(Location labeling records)
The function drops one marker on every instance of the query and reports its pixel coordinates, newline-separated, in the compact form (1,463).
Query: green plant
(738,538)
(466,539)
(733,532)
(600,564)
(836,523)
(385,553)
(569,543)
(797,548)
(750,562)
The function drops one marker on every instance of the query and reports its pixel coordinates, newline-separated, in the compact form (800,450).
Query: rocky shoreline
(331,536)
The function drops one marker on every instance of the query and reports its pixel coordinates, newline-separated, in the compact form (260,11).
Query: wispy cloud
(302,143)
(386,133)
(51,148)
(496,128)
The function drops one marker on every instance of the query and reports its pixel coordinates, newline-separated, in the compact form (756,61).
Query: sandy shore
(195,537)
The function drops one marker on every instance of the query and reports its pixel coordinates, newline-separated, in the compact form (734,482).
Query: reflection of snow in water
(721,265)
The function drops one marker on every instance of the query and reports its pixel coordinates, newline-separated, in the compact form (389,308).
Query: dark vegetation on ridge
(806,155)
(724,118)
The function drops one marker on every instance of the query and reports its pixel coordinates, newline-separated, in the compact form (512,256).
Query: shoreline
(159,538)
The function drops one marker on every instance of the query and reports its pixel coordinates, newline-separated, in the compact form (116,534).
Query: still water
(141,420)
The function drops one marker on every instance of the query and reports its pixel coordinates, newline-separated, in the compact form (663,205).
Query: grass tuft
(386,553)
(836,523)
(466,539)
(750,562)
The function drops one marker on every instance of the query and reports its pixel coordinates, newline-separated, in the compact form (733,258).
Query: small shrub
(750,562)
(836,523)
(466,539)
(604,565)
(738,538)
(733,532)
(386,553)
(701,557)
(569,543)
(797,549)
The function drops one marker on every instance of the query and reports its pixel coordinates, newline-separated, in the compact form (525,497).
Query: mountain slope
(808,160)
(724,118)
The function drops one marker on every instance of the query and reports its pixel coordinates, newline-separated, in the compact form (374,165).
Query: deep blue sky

> **What to do**: Copy out, with no changes, everything in the records above from the line containing "compact form (734,482)." down to the end of the records.

> **Task solution**:
The function drops one marker on every instance of the query and reports its pixel coordinates, newline-separated, in the compact form (734,482).
Query: reflection of snow in water
(721,265)
The function drops one marker on every instance of the query and reports its pixel coordinates, newline-separated, in the compact form (389,308).
Query: dark vegetation on ridge
(806,155)
(724,118)
The function drops one marker on every instance of the query and reports its pixel coordinates, newline-separated, in the compact form (512,256).
Query: shoreline
(159,538)
The function drops one marker on every instance of the query and reports its pixel coordinates, newline-separated, in the compact form (116,534).
Query: still water
(141,420)
The function drops one marker on every instance of the query and reports its pixel coordinates, newline-separated, in the compact form (663,205).
Query: grass tuft
(386,553)
(836,523)
(466,539)
(750,562)
The function drops one marker on every instance of the query and reports its pixel coordinates, newline-separated, in the compact form (733,258).
Query: small shrub
(750,562)
(836,523)
(466,539)
(604,565)
(738,538)
(733,532)
(386,553)
(701,557)
(569,543)
(797,549)
The function drops one marker on every instance of the query and reports its pixel coordinates, newline-separated, in the compact form (525,497).
Query: mountain slope
(808,160)
(724,118)
The function drops one marker on every instance of the query and reports its pixel coordinates, newline-separated, in the compact form (374,165).
Query: deep blue sky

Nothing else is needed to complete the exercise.